Desafio
Transcreva o trecho do texto sobre a concordância do verbo com "quem" que vai de "b) Sou eu quem" até "quem convidou você.".

Audierunt, não tenho nada pessoal contra o uso em si, sabe. O que eu estava criticando era o fato de se usar (1) um exemplo literário de (2) um autor nascido no século retrasado. Se a ideia é descrever/prescrever a norma padrão contemporânea, creio que textos acadêmicos e jornalísticos escritos nas últimas décadas sirvam melhor a esse propósito. Não sei, mas não me parece uma estrutura comum na escrita padrão. Para ser sincero, trata-se de algo que eu não usaria sequer na fala informal; simplesmente soa agramatical aos meus ouvidos. Mas enfim, nativos podem discordar quanto à gramaticalidade de determinadas formas e muitas vezes o que é mal-formado para um soa perfeitamente natural e correto para outro. Vocês teriam exemplos concretos desse uso em textos contemporâneos que requeiram uma linguagem mais padrão?


----------



## Carfer

Encontrei nesta página brasileira http://www.brasilescola.com/gramatica/fui-eu-que-fiz-fui-eu-quem-fiz-ou-fui-eu-quem-fez.htm, com interesse para esta questão, isto
*
Fui eu quem fiz** – *Nã*o* está errado, pois responde a pergunta: Quem fez isso? Fui eu. Observe que o verbo“fiz” concorda com o sujeito anterior “eu”. Essa construção é comum, pois a tendência é que o falante concorde o verbo com o antecedente do pronome relativo “quem”, assim como acontece quando é o outro pronome relativo “que”.As seguintes orações são exemplos: 

a) Somos nós quem convidamos você. 
b) Sou eu quem estou com fome. 
c) Fui eu quem li este livro. 

Fui eu quem fez – No casodo sujeito ser o pronome relativo “quem”, o verbo fará concordância em terceira pessoa, já que trata-se de um pronome de terceira pessoa. Dessa forma, a frase“Fui eu quem fez” está correta, assim como as seguintes sentenças: 

a) Somos nós quem convidou você.

Entradas
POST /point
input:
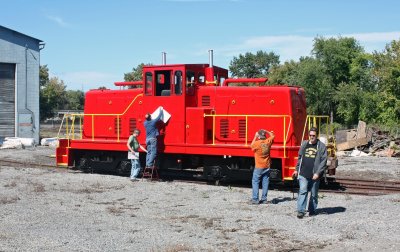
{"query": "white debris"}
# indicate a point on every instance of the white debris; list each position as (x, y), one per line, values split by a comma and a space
(357, 153)
(51, 141)
(17, 143)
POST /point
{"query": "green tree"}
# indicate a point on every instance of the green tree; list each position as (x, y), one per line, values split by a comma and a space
(43, 75)
(75, 100)
(337, 55)
(253, 65)
(387, 73)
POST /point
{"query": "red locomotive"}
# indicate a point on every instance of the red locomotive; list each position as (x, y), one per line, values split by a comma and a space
(211, 126)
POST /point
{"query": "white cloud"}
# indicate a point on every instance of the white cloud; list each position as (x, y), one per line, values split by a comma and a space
(58, 20)
(88, 80)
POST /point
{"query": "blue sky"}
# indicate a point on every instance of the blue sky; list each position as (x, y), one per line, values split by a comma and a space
(93, 43)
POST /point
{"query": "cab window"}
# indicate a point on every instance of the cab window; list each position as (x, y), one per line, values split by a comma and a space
(163, 83)
(190, 82)
(148, 84)
(178, 82)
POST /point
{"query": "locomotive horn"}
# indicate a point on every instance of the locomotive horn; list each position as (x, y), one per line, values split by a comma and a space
(210, 58)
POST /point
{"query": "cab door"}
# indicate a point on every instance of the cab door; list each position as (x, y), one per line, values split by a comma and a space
(169, 94)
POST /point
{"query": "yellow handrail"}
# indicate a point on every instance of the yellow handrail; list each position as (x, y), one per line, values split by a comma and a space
(70, 131)
(285, 131)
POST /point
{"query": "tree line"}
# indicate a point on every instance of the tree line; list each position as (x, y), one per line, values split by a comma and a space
(340, 79)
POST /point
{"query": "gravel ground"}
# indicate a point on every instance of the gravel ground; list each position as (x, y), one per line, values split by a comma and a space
(63, 210)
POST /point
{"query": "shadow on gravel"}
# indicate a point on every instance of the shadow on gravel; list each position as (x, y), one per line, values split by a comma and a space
(281, 199)
(331, 210)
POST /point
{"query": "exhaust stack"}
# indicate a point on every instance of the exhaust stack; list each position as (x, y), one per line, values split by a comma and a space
(164, 58)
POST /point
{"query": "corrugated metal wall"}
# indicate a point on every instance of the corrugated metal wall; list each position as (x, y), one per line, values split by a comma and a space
(7, 100)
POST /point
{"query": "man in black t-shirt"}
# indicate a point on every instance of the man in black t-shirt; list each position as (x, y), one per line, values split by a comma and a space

Resposta
b) Sou eu quem estou com fome. 
c) Fui eu quem li este livro. 

Fui eu quem fez – No casodo sujeito ser o pronome relativo “quem”, o verbo fará concordância em terceira pessoa, já que trata-se de um pronome de terceira pessoa. Dessa forma, a frase“Fui eu quem fez” está correta, assim como as seguintes sentenças: 

a) Somos nós quem convidou você.